| REQUIRED WORK |
[A] Reproduce a passage from the blog post about flying to Texas, starting at the words "Well, I still" and ending after "be at Gate 1.".
[B] Based on the blog post about flying to Texas, mark each statement yes or no, and quote the words from the post that settle it. (i) The San Diego airport has a parking garage. (ii) The lost phone was found on the back floorboard of the car. (iii) Jobs wrote the slogan on an easel in January 1983.

| EXTRACT PROVIDED |
==================================================

Life is good when you know what marketing can do for you!!

Life is good when you know what marketing can do for you!!
It is a GREAT LIFE!

Wednesday, October 26, 2011

8:03 AM
TEXAS TIME

Oh yeah, TEXAS TIME.

I made the treak to TX yesterday.

And boy was it a treak.

I went to San Diego, and left about say
5:00. I figured I'd be on the road for about
an hour, check in, go through the crap at
the TSA station, and then have time to sit
down and take it easy.

I always like to read a little and reflect
what's going on. Kind of plan my day.

Well... that all came to an abrupt end when I
made it to San Diego. I was there in plenty of
time, but they do not have a parking garage.

So...

What that means is... if you come to the airport
on the wrong day, at the wrong time, you're going
to drive around in circles.

Until someone deplanes and leaves.

That's what I was doing.

Driving around in circles. For 20 minutes. By
this time it's about 6:45 AM.

Okay then I make the walk, but I lose my phone.

So I take everything out of the car, and start
trying to find my phone. People are driving by,
asking me if I'm leaving. "Nope, just can't find
something."

They drive off mad.

Oh well. Anyway...

So I finally find it. It's in the car, in the back
floorboard. How it got there, I have no clue.

Then I hurriedly head to the walkway and escalator.

Then as I'm coming down, I find this huge line. I mean
it's the wrong time, wrong day. The line wraps around and
goes back at least 100 people.

Well, I still have 40 minutes, so I should be good.

Wrong.

It takes me at least 20 minutes to go through this line
and finally, after taking off my shoes, bearing my soul,
I make it through. I start looking for the gate, and guess
what?

This is for Gates 3-10.

I find out I need to be at Gate 1.

Crap.

Now I have 15 minutes left. I am pulling around my suitcase,
'hot' and trying to find GATE 1.

It's at the other end of the airport.

So I run over there ad run into, you guessed it...
a long line. And TSA is taking forever. I mean I've
never been in a line that moved this slow.

Remember, my plane leaves in 10 minutes. I finally
get through, and I run to the Gate, and they're ready
to shut the door. I make it but I'm sweating. I find a seat
and sit down and think, "How did I do that?"

Anyway, I made it.

And I'm here in TEXAS.

So let me share something else with you.

It's about Steve Jobs.

Before the release of the now famous first Mac,
when the project was months behind schedule,
Steve Jobs used this slogan to motivate his
workforce, pushing the project to completion...

"Real Artists Ship"

Now you have to think differently to get this
meaning.

Here's an excerpt from the book, Insanely Great,
that talks about the origin of the slogan...

---

Jobs's speeches were punctuated by slogans. (remember
that if you're trying to motivate your staff or someone).

Perhaps the most telling epigram of all was these three-words
Jobs scrawled on an easel in January 1983, when the
project [the release of the first Mac] was months overdue.

REAL ARTISTS SHIP.

It was an awesome encapsulation of the ground rules in the age
of technological expression.

==================================================

| EXTRACTED RECORDS |
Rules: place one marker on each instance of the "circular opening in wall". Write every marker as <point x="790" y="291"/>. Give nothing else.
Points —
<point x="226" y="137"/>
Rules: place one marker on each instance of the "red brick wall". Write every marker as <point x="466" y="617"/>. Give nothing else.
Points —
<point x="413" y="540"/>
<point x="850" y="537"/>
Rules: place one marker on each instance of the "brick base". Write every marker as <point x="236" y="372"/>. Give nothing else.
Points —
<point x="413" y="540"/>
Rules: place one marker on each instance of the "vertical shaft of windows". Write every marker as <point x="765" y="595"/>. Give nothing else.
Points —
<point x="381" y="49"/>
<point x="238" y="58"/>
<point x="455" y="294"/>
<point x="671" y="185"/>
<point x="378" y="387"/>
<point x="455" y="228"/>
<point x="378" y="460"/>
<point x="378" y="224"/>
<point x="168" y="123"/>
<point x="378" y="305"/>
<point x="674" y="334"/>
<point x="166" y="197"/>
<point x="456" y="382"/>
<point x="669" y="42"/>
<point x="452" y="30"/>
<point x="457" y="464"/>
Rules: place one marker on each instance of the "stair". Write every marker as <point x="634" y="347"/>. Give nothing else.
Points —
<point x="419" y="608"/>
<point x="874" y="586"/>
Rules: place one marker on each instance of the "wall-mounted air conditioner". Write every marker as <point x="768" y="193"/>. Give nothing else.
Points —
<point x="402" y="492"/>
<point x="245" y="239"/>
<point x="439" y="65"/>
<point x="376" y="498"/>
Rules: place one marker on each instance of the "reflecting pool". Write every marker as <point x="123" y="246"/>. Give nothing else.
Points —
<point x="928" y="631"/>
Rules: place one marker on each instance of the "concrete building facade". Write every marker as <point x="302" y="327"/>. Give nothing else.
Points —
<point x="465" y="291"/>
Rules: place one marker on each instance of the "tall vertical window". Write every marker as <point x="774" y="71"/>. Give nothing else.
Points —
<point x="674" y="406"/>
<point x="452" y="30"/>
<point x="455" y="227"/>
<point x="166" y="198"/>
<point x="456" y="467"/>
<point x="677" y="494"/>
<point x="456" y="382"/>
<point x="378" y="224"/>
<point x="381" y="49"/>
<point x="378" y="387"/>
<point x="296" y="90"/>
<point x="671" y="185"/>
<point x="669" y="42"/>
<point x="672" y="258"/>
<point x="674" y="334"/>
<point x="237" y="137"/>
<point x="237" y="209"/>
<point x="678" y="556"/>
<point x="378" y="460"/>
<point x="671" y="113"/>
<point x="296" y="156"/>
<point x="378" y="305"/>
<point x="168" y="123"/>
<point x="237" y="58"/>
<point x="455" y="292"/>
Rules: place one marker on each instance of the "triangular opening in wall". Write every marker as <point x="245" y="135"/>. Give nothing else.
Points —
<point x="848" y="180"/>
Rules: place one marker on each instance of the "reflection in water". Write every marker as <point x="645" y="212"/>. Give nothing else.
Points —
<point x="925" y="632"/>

==================================================

| TASK RESPONSES |
[A]
Well, I still have 40 minutes, so I should be good.

Wrong.

It takes me at least 20 minutes to go through this line
and finally, after taking off my shoes, bearing my soul,
I make it through. I start looking for the gate, and guess
what?

This is for Gates 3-10.

I find out I need to be at Gate 1.

[B]
(i) No: "they do not have a parking garage."
(ii) Yes: "It's in the car, in the back floorboard."
(iii) Yes: "Jobs scrawled on an easel in January 1983"